Excerto dado:
»»

Estranhamente, qualquer atividade recente na The Line não aparece no Google Maps. De qualquer maneira, nós temos as imagens. 

No início de 2021, o príncipe herdeiro da Arábia Saudita, Mohammed bin Salman, anunciou a The Line: uma “revolução civilizacional” que abrigaria até 9 milhões de pessoas numa megacidade de carbono zero, com 170 quilómetros de comprimento e meio quilómetro de altura, mas apenas 200 metros de largura. Dentro dos seus muros espelhados e livres de carros, os residentes seriam transportados em comboios subterrâneos e táxis aéreos elétricos.  

Imagens de satélite do projeto de US$ 500 mil milhões obtidas exclusivamente pela MIT Technology Review americana mostram que o vasto canteiro de obras linear da The Line já está a tomar forma, estreita como uma flecha pelos desertos e montanhas do norte da Arábia Saudita. O local, com dezenas de metros de profundidade em alguns lugares, está repleto de centenas de veículos de construção e provavelmente milhares de trabalhadores, eles próprios alojados em extensas bases nas proximidades.

««

Itens guardados:
»»

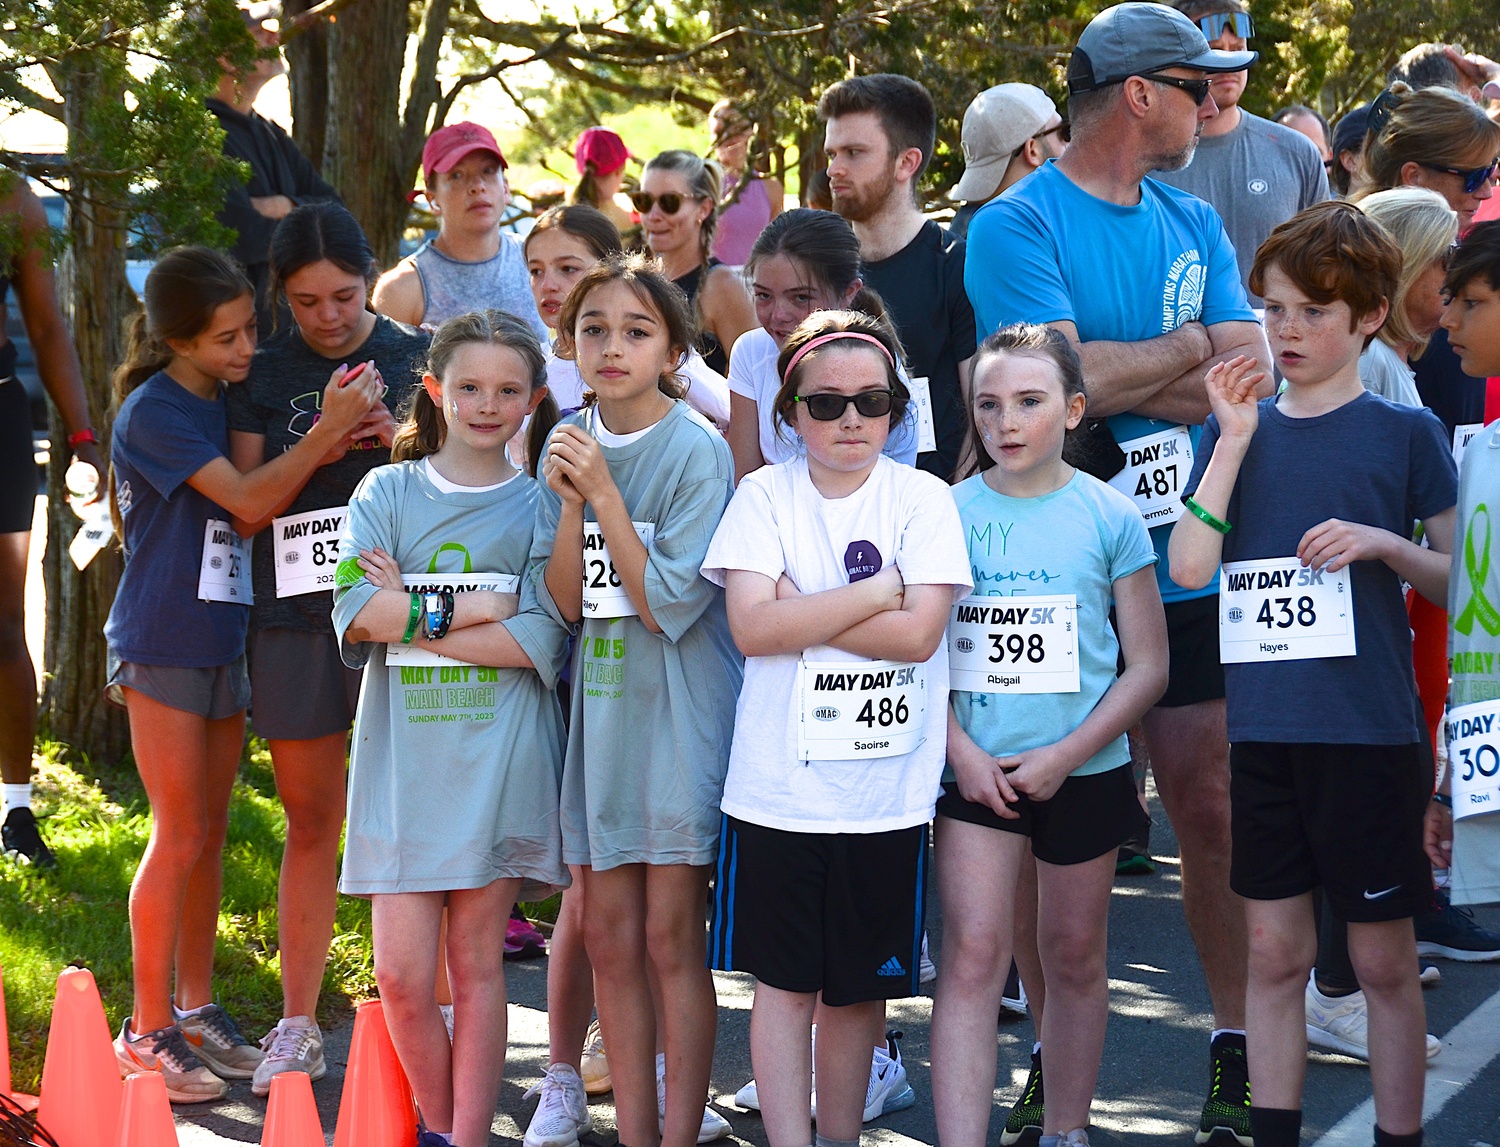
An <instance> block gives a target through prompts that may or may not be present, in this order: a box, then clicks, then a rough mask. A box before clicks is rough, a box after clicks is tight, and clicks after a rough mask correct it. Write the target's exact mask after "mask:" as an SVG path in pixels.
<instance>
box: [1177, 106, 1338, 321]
mask: <svg viewBox="0 0 1500 1147" xmlns="http://www.w3.org/2000/svg"><path fill="white" fill-rule="evenodd" d="M1152 178H1155V180H1161V181H1163V183H1170V184H1172V186H1173V187H1181V189H1182V190H1185V192H1188V193H1191V195H1197V196H1199V198H1200V199H1206V201H1208V202H1209V204H1212V207H1214V210H1215V211H1218V213H1220V216H1221V217H1223V219H1224V229H1226V231H1229V238H1230V243H1233V244H1235V256H1236V259H1238V261H1239V277H1241V280H1242V282H1244V283H1245V294H1248V295H1250V301H1251V304H1253V306H1260V297H1259V295H1256V294H1251V289H1250V268H1251V265H1253V264H1254V262H1256V252H1257V250H1259V249H1260V244H1262V243H1265V241H1266V238H1268V237H1269V235H1271V232H1272V231H1274V229H1275V228H1277V226H1280V225H1281V223H1284V222H1287V220H1289V219H1290V217H1292V216H1295V214H1296V213H1298V211H1302V210H1305V208H1308V207H1311V205H1313V204H1316V202H1323V201H1325V199H1328V198H1329V196H1331V193H1329V189H1328V172H1326V171H1325V169H1323V157H1322V156H1320V154H1319V153H1317V147H1314V145H1313V141H1311V139H1308V138H1307V136H1305V135H1302V133H1301V132H1293V130H1292V129H1290V127H1283V126H1281V124H1280V123H1272V121H1271V120H1263V118H1260V117H1259V115H1251V114H1250V112H1248V111H1245V109H1244V108H1241V109H1239V126H1238V127H1236V129H1235V130H1233V132H1229V133H1227V135H1218V136H1214V138H1209V136H1203V138H1202V139H1199V150H1197V153H1194V156H1193V162H1191V163H1190V165H1188V166H1185V168H1182V169H1181V171H1157V172H1152Z"/></svg>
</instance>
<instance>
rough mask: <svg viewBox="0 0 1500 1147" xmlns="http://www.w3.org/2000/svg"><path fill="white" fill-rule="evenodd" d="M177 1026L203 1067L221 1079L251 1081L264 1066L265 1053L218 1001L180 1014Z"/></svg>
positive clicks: (223, 1079) (177, 1020) (222, 1079)
mask: <svg viewBox="0 0 1500 1147" xmlns="http://www.w3.org/2000/svg"><path fill="white" fill-rule="evenodd" d="M177 1027H178V1030H180V1032H181V1033H183V1039H186V1041H187V1042H189V1044H190V1045H192V1050H193V1054H195V1056H198V1059H199V1060H202V1066H204V1068H207V1069H208V1071H211V1072H213V1074H214V1075H217V1077H219V1078H220V1080H249V1078H252V1077H254V1075H255V1071H257V1068H260V1066H261V1059H264V1053H263V1051H261V1050H260V1048H257V1047H252V1045H251V1041H248V1039H246V1038H245V1036H242V1035H240V1029H239V1027H236V1026H234V1021H233V1020H231V1018H229V1014H228V1012H226V1011H223V1009H222V1008H220V1006H219V1005H216V1003H210V1005H207V1006H205V1008H199V1009H198V1011H196V1012H193V1014H192V1015H183V1017H178V1018H177Z"/></svg>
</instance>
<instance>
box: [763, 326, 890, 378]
mask: <svg viewBox="0 0 1500 1147" xmlns="http://www.w3.org/2000/svg"><path fill="white" fill-rule="evenodd" d="M840 339H858V340H859V342H867V343H870V345H871V346H876V348H879V351H880V354H883V355H885V361H888V363H889V364H891V369H892V370H895V360H894V358H892V357H891V352H889V349H886V346H885V343H883V342H880V340H879V339H876V337H874V336H873V334H865V333H864V331H861V330H835V331H832V333H829V334H819V336H817V337H816V339H813V340H811V342H807V343H802V346H801V348H799V349H798V351H796V354H793V355H792V361H790V363H787V364H786V373H784V375H781V381H783V382H784V381H786V379H789V378H790V376H792V372H793V370H795V369H796V364H798V363H799V361H802V360H804V358H805V357H807V352H808V351H816V349H817V348H819V346H822V345H825V343H829V342H838V340H840Z"/></svg>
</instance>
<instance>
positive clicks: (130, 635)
mask: <svg viewBox="0 0 1500 1147" xmlns="http://www.w3.org/2000/svg"><path fill="white" fill-rule="evenodd" d="M228 454H229V430H228V411H226V406H225V400H223V393H222V390H220V393H219V394H217V396H216V397H214V399H199V397H198V396H196V394H192V393H189V391H187V390H184V388H183V387H181V385H178V384H177V382H174V381H172V379H171V376H168V375H166V373H163V372H157V373H154V375H151V376H150V378H148V379H145V382H142V384H141V385H139V387H136V388H135V390H133V391H130V394H129V397H126V400H124V402H123V403H121V405H120V412H118V414H117V415H115V420H114V438H113V441H111V444H110V460H111V462H113V463H114V475H115V496H117V499H118V502H120V517H121V520H123V523H124V574H123V576H121V577H120V588H118V589H117V591H115V595H114V604H113V606H111V607H110V619H108V621H107V622H105V625H104V636H105V639H107V640H108V642H110V649H113V651H114V654H115V655H117V657H118V658H120V660H123V661H136V663H138V664H145V666H181V667H189V669H196V667H207V666H223V664H228V663H231V661H234V660H236V658H237V657H240V655H242V654H243V652H245V631H246V627H248V625H249V619H251V610H249V606H237V604H234V603H229V601H201V600H199V598H198V570H199V565H201V562H202V538H204V531H205V528H207V522H208V519H213V517H217V519H222V520H225V522H226V520H229V514H228V513H226V511H225V510H222V508H220V507H219V505H217V504H214V502H211V501H210V499H207V498H204V496H202V495H201V493H198V492H196V490H195V489H192V487H190V486H187V484H186V481H187V478H189V477H192V475H193V474H196V472H198V471H199V469H202V468H204V466H205V465H207V463H210V462H213V460H214V459H216V457H225V459H226V457H228Z"/></svg>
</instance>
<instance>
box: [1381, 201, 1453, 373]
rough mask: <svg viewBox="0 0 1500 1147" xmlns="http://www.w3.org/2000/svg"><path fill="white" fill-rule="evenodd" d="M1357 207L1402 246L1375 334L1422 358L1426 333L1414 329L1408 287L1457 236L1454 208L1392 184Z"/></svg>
mask: <svg viewBox="0 0 1500 1147" xmlns="http://www.w3.org/2000/svg"><path fill="white" fill-rule="evenodd" d="M1359 207H1361V210H1364V213H1365V214H1368V216H1370V217H1371V219H1374V220H1376V222H1377V223H1380V226H1383V228H1385V229H1386V231H1389V232H1391V237H1392V238H1394V240H1395V241H1397V246H1398V247H1401V276H1400V277H1398V279H1397V292H1395V295H1392V298H1391V315H1389V316H1388V318H1386V324H1385V325H1383V327H1382V328H1380V331H1379V337H1380V340H1382V342H1385V343H1386V345H1388V346H1397V345H1400V343H1406V345H1409V346H1410V348H1412V352H1410V358H1413V360H1416V358H1421V357H1422V352H1424V351H1425V349H1427V343H1428V336H1425V334H1418V333H1416V331H1415V330H1412V324H1410V321H1409V319H1407V313H1406V300H1407V295H1409V294H1410V291H1412V286H1413V285H1415V283H1416V280H1418V279H1421V277H1422V276H1424V274H1425V273H1427V271H1428V270H1430V268H1431V267H1433V264H1434V262H1439V261H1440V259H1442V258H1443V256H1445V255H1446V253H1448V249H1449V247H1451V246H1454V240H1455V238H1457V237H1458V213H1457V211H1455V210H1454V208H1452V207H1449V205H1448V201H1446V199H1445V198H1443V196H1442V195H1439V193H1437V192H1434V190H1428V189H1427V187H1392V189H1391V190H1383V192H1376V193H1374V195H1370V196H1368V198H1365V199H1362V201H1361V204H1359Z"/></svg>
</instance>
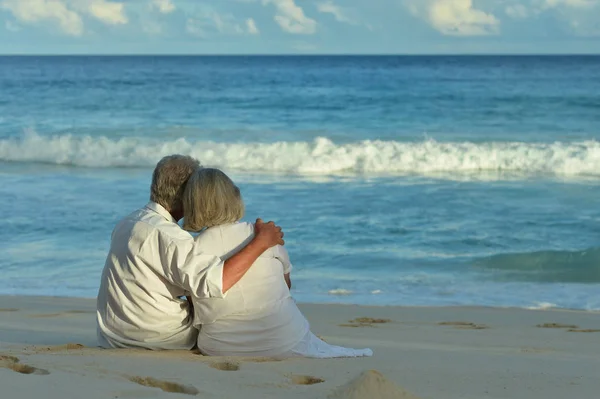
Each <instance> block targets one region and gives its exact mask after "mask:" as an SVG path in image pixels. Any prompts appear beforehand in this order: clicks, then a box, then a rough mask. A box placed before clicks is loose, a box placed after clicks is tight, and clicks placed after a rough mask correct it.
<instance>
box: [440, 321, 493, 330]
mask: <svg viewBox="0 0 600 399" xmlns="http://www.w3.org/2000/svg"><path fill="white" fill-rule="evenodd" d="M438 325H439V326H452V327H454V328H458V329H460V330H486V329H488V328H489V327H488V326H486V325H485V324H475V323H471V322H469V321H442V322H440V323H438Z"/></svg>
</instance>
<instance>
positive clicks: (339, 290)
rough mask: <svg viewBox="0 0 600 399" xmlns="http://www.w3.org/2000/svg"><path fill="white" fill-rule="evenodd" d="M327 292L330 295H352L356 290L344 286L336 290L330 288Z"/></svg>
mask: <svg viewBox="0 0 600 399" xmlns="http://www.w3.org/2000/svg"><path fill="white" fill-rule="evenodd" d="M327 293H328V294H329V295H352V294H353V293H354V292H353V291H350V290H345V289H343V288H338V289H335V290H329V291H328V292H327Z"/></svg>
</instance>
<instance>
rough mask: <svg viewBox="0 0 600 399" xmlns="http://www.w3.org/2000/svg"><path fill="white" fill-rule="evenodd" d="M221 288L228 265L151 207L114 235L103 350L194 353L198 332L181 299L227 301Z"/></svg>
mask: <svg viewBox="0 0 600 399" xmlns="http://www.w3.org/2000/svg"><path fill="white" fill-rule="evenodd" d="M222 284H223V261H222V260H221V259H220V258H218V257H216V256H213V255H207V254H205V253H203V252H202V251H201V250H200V248H199V247H198V246H197V245H196V244H195V242H194V238H193V237H192V236H191V235H190V234H189V233H188V232H186V231H184V230H183V229H181V227H179V225H178V224H177V222H176V220H175V219H173V217H172V216H171V214H170V213H169V212H168V211H167V210H166V209H165V208H163V207H162V206H161V205H159V204H157V203H154V202H150V203H148V205H146V207H144V208H142V209H140V210H138V211H135V212H133V213H132V214H130V215H129V216H127V217H125V218H124V219H123V220H121V221H120V222H119V223H118V224H117V226H116V227H115V229H114V231H113V234H112V239H111V246H110V251H109V253H108V256H107V258H106V263H105V265H104V271H103V273H102V280H101V284H100V289H99V291H98V299H97V322H98V340H99V343H100V346H102V347H119V348H123V347H141V348H148V349H191V348H192V347H193V346H194V344H195V342H196V337H197V331H196V329H195V328H193V327H192V315H191V314H190V309H189V304H188V302H187V300H186V299H185V298H181V297H183V296H185V295H191V296H192V297H196V298H223V297H224V294H223V286H222Z"/></svg>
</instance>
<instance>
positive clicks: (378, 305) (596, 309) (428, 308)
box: [0, 294, 600, 314]
mask: <svg viewBox="0 0 600 399" xmlns="http://www.w3.org/2000/svg"><path fill="white" fill-rule="evenodd" d="M9 298H14V299H17V298H21V299H25V298H31V299H34V300H43V299H44V298H47V299H51V300H81V301H92V302H94V306H95V301H96V297H78V296H53V295H8V294H0V303H2V302H4V301H5V300H7V299H9ZM297 304H298V306H300V307H302V306H351V307H359V308H375V309H378V308H383V309H438V310H441V309H465V310H469V309H470V310H475V309H488V310H523V311H532V312H537V311H539V312H574V313H592V314H594V313H597V314H600V309H578V308H561V307H539V308H534V307H518V306H491V305H363V304H360V303H344V302H300V301H297Z"/></svg>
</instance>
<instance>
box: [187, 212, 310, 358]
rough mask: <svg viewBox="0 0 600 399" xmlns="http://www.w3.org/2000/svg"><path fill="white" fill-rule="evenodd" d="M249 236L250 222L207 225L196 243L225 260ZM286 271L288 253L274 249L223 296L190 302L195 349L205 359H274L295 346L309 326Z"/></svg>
mask: <svg viewBox="0 0 600 399" xmlns="http://www.w3.org/2000/svg"><path fill="white" fill-rule="evenodd" d="M253 235H254V226H253V225H252V224H250V223H233V224H225V225H220V226H215V227H211V228H209V229H207V230H205V231H204V232H202V233H201V234H200V235H199V236H198V237H197V238H196V240H197V243H198V244H199V246H200V248H203V250H204V251H206V252H207V253H211V254H214V255H217V256H220V257H221V258H222V259H223V260H226V259H227V258H229V257H231V256H232V255H234V254H235V253H236V252H237V251H239V250H240V249H241V248H243V247H244V246H245V245H246V244H247V243H248V242H249V241H250V240H251V239H252V238H253ZM290 270H291V264H290V262H289V258H288V255H287V252H286V251H285V249H284V248H283V247H281V246H277V247H274V248H271V249H270V250H268V251H266V252H265V253H264V254H263V255H262V256H261V257H260V258H258V260H257V261H256V262H255V263H254V264H253V265H252V267H251V268H250V270H248V272H247V273H246V274H245V275H244V277H242V279H241V280H240V281H239V282H238V283H237V284H235V285H234V286H233V287H231V288H230V289H229V291H227V294H226V296H225V298H223V299H220V298H208V299H195V300H194V314H195V315H194V324H195V325H196V326H198V328H200V334H199V337H198V348H199V349H200V350H201V351H202V352H203V353H205V354H207V355H217V354H218V355H225V354H226V355H231V356H239V355H253V356H274V355H277V354H279V353H283V352H286V351H288V350H289V349H290V348H292V347H294V345H296V344H297V343H298V342H300V341H301V340H302V338H303V337H304V336H305V335H306V333H307V332H308V330H309V326H308V322H307V321H306V319H305V318H304V316H303V315H302V313H301V312H300V311H299V310H298V307H297V306H296V304H295V302H294V301H293V299H292V297H291V295H290V292H289V289H288V287H287V284H286V282H285V280H284V277H283V275H284V273H289V272H290ZM200 325H201V327H200Z"/></svg>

««

Instrução 1: Indique, para cada afirmação, se está de acordo com o excerto sobre a The Line, com sim ou não e as palavras decisivas do excerto citadas à letra: (a) a The Line abrigaria até 9 milhões de pessoas; (b) a cidade teria 500 metros de largura; (c) as imagens de satélite foram obtidas pelo Google Maps.
Instrução 2: Troque "comboios subterrâneos" por "metros subterrâneos" no excerto sobre a The Line e reescreva o trecho que começa nas palavras "Estranhamente, qualquer atividade" e termina após "táxis aéreos elétricos.".
Instrução 3: Prolongue o texto sobre a megacidade The Line a partir do ponto em que termina.
A listagem não é usada para nada aqui.

Resposta esperada 1:
(a) Sim: “que abrigaria até 9 milhões de pessoas”
(b) Não: “mas apenas 200 metros de largura”
(c) Não: “Imagens de satélite do projeto de US$ 500 mil milhões obtidas exclusivamente pela MIT Technology Review americana”

Resposta esperada 2:
Estranhamente, qualquer atividade recente na The Line não aparece no Google Maps. De qualquer maneira, nós temos as imagens. 

No início de 2021, o príncipe herdeiro da Arábia Saudita, Mohammed bin Salman, anunciou a The Line: uma “revolução civilizacional” que abrigaria até 9 milhões de pessoas numa megacidade de carbono zero, com 170 quilómetros de comprimento e meio quilómetro de altura, mas apenas 200 metros de largura. Dentro dos seus muros espelhados e livres de carros, os residentes seriam transportados em metros subterrâneos e táxis aéreos elétricos.

Resposta esperada 3:
A análise das imagens da Soar Earth, uma startup australiana que reúne imagens de satélite e mapas feitos por contribuições coletivas num atlas digital online, sugere que os trabalhadores já escavaram cerca de 26 milhões de metros cúbicos de terra e rocha — 78 vezes o volume do edifício mais alto do mundo, o Burj Khalifa. Imagens oficiais de drones do canteiro de obras da The Line, divulgadas em outubro de 2022, mostraram de facto frotas de retroescavadoras, caminhões e escavadoras trabalhando na construção. No entanto, se você visitar a localização do The Line no Google Maps e Google Earth, verá pouco mais do que rocha exposta e areia.  

A região da The Line, destacada em amarelo, mostra diversas escavadoras na área (pontos vermelhos) movendo terra para as áreas em roxo. Pontos azuis, que representam veículos de construção, também podem ser vistos por toda a área dos alojamentos dos trabalhadores. Conjuntos de painéis solares foram sombreados em verde. SOAR 

O estranho vazio de imagens levanta questões sobre quem consegue aceder à tecnologia de satélite de alta resolução. E se o maior canteiro de obras urbanas do planeta não aparece no Google Maps, o que mais não conseguimos ver?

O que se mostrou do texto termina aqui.